→ Problems to work on:
1. From the MeshSplat text, extract verbatim the passage running from "MeshSplat: Generalizable Sparse-View" up to and including "under sparse-view constraints.".
2. List the techniques that the MeshSplat text says the method uses to improve geometric accuracy.
3. Proceed with the MeshSplat text from the point where it stops.

--- Begin Selection ---

- The paper introduces MeshSplat, which employs 2D Gaussian Splatting to bridge novel view synthesis and mesh extraction from sparse views.
- It leverages a feed-forward MVS architecture with multi-view transformers, U-Net refinement, and specialized losses such as the WCD loss and uncertainty-guided normal supervision to improve geometric accuracy.
- MeshSplat achieves state-of-the-art results on Re10K and Scannet by producing smoother, more complete meshes with efficient inference and robust cross-dataset generalization.
MeshSplat: Generalizable Sparse-View Surface Reconstruction via Gaussian Splatting
Introduction and Motivation
MeshSplat addresses the challenge of generalizable surface reconstruction from sparse multi-view images, a scenario where traditional per-scene optimization methods (e.g., NeRF, 3DGS) and even recent generalizable approaches often fail to recover accurate and complete scene geometry. The core innovation is the use of 2D Gaussian Splatting (2DGS) as an intermediate representation, bridging the gap between novel view synthesis (NVS) and mesh extraction. Unlike 3DGS, which suffers from inconsistent surface intersections across viewpoints, 2DGS provides consistent intersection planes, making it more suitable for surface reconstruction, especially under sparse-view constraints.

--- End Selection ---
--- Begin Given entries ---

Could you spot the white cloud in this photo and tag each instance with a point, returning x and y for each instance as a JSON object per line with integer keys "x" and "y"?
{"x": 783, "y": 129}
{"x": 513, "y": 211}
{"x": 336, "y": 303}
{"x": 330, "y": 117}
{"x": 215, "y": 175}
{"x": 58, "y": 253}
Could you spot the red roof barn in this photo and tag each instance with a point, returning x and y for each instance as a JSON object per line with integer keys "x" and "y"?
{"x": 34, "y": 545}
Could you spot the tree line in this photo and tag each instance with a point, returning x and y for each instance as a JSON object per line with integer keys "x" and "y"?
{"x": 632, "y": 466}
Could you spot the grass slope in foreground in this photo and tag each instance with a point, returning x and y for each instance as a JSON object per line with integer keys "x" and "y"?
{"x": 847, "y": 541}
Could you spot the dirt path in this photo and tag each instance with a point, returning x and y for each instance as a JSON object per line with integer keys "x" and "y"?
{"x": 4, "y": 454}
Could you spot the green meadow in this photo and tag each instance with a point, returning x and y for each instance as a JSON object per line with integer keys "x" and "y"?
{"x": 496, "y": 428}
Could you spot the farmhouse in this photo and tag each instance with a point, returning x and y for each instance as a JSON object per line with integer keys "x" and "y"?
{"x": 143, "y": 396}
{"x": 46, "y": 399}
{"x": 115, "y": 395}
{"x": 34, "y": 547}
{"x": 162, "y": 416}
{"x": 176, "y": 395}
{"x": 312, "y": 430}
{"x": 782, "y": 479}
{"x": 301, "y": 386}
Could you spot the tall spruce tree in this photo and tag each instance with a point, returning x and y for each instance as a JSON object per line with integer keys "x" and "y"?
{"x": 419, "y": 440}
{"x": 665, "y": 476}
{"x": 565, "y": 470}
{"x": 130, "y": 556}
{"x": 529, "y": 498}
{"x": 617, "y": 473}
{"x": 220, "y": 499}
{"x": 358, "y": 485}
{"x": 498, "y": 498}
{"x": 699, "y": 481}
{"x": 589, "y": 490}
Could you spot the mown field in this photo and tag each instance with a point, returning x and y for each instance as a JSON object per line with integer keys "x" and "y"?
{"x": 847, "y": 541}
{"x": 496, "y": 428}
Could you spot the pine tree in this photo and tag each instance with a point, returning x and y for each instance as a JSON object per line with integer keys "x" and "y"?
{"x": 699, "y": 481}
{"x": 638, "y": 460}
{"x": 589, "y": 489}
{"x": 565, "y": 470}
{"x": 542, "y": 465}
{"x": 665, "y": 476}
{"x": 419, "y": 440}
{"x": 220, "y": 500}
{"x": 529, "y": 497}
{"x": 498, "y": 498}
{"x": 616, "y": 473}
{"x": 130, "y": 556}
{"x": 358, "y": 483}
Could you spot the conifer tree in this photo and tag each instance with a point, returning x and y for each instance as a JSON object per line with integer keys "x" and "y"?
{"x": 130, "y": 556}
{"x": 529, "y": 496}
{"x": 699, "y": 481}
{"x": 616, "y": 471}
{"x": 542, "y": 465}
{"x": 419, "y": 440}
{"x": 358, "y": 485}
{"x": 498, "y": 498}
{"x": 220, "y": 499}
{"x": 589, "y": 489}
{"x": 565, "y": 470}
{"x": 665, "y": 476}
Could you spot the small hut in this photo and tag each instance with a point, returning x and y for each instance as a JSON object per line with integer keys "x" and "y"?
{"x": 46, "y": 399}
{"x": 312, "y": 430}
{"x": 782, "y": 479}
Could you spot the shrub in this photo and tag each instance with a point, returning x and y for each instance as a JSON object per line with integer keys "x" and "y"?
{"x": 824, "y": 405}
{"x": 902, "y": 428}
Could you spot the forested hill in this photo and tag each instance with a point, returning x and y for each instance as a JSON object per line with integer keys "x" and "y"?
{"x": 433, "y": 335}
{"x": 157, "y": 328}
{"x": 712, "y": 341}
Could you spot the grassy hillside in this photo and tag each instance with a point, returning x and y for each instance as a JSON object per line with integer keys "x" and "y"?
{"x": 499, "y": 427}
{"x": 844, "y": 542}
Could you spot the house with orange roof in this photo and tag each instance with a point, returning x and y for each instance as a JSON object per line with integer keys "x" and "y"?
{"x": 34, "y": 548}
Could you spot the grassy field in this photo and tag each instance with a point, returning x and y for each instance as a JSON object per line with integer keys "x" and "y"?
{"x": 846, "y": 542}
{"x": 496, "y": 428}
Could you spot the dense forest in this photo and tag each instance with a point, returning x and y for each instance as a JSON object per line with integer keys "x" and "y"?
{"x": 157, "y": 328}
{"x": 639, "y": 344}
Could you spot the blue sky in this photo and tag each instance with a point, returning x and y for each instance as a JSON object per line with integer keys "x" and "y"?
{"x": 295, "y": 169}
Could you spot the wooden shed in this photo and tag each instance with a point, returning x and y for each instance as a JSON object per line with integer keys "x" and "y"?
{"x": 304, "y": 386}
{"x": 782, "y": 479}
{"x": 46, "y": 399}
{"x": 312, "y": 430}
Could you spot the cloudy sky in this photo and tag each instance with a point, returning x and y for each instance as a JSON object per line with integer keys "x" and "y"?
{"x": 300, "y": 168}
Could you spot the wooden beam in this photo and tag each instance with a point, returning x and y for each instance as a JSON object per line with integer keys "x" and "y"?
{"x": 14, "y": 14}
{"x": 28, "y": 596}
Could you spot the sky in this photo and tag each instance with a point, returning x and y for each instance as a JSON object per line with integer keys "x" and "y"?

--- End Given entries ---

→ Answers for the exercise:
1.
MeshSplat: Generalizable Sparse-View Surface Reconstruction via Gaussian Splatting
Introduction and Motivation
MeshSplat addresses the challenge of generalizable surface reconstruction from sparse multi-view images, a scenario where traditional per-scene optimization methods (e.g., NeRF, 3DGS) and even recent generalizable approaches often fail to recover accurate and complete scene geometry. The core innovation is the use of 2D Gaussian Splatting (2DGS) as an intermediate representation, bridging the gap between novel view synthesis (NVS) and mesh extraction. Unlike 3DGS, which suffers from inconsistent surface intersections across viewpoints, 2DGS provides consistent intersection planes, making it more suitable for surface reconstruction, especially under sparse-view constraints.

2.
- multi-view transformers
- U-Net refinement
- the WCD loss
- uncertainty-guided normal supervision

3.
Figure 1: 2DGS provides consistent intersection planes across viewpoints, while 3DGS leads to inconsistent surfaces; unregularized 2DGS can still misalign with true surface contours.
Methodology
Architecture Overview
MeshSplat employs a feed-forward, multi-view stereo (MVS)-based architecture. Given a pair of images and their camera parameters, the pipeline consists of:
- Feature Extraction: A CNN and multi-view transformer extract per-view feature maps.
- Cost Volume Construction: Plane-sweeping generates per-view cost volumes, encoding multi-view correspondences.
- Depth and Normal Prediction: U-Net-based refinement yields depth maps; a dedicated normal prediction network estimates per-pixel normals and their uncertainties.
- 2DGS Parameterization: Pixel-aligned 2DGS are instantiated using predicted depths (for positions) and normals (for orientations), with other attributes decoded via a convolutional head.
- Supervision and Mesh Extraction: 2DGS are used for differentiable rendering (NVS supervision) and mesh extraction.
Figure 2: MeshSplat architecture: multi-view feature extraction, cost volume construction, depth/normal prediction, 2DGS parameterization, and mesh extraction.
Loss Functions
- Weighted Chamfer Distance (WCD) Loss: Regularizes 2DGS positions by aligning point clouds from different views, weighted by confidence maps derived from cost volumes. This focuses the loss on regions with reliable correspondences, mitigating the impact of occlusions and non-overlapping areas.
- Uncertainty-Guided Normal NLL Loss: Supervises normal predictions using pseudo ground-truth normals from a monocular estimator (Omnidata), with per-pixel uncertainty (kappa) modulating the loss. This targets reliable regions and improves orientation accuracy.
- Photometric Loss: Combines MSE and LPIPS between rendered and ground-truth images for NVS supervision.
Training and Inference
Training is performed end-to-end with the above losses. During inference, the network predicts 2DGS from sparse input views, which are then used for mesh extraction following the 2DGS pipeline.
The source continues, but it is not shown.